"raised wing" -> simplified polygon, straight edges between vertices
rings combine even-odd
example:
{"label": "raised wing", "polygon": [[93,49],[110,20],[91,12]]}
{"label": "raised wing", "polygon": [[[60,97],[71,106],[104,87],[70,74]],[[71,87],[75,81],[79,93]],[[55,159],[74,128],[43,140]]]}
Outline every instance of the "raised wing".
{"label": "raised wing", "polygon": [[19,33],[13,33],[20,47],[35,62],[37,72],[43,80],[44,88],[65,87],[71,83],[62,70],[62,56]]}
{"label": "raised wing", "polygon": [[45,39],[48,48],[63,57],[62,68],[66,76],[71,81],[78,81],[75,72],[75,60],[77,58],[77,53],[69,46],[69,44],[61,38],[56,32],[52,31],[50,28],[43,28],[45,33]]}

——————————

* WORK TO BE COMPLETED *
Copy every entry exactly, missing none.

* WRITTEN RESPONSE *
"raised wing" -> simplified polygon, straight edges between vertices
rings combine even-odd
example:
{"label": "raised wing", "polygon": [[93,49],[110,20],[91,12]]}
{"label": "raised wing", "polygon": [[[60,97],[71,106],[104,87],[70,74]],[[71,87],[75,81],[79,93]],[[55,159],[74,128],[43,140]]]}
Outline every instance of the "raised wing".
{"label": "raised wing", "polygon": [[19,33],[13,33],[20,47],[35,62],[37,72],[43,80],[44,88],[65,87],[71,83],[62,70],[62,56]]}
{"label": "raised wing", "polygon": [[45,39],[48,48],[63,57],[62,68],[66,76],[71,81],[78,81],[75,72],[75,60],[77,58],[77,53],[69,46],[69,44],[61,38],[56,32],[52,31],[50,28],[43,28],[45,33]]}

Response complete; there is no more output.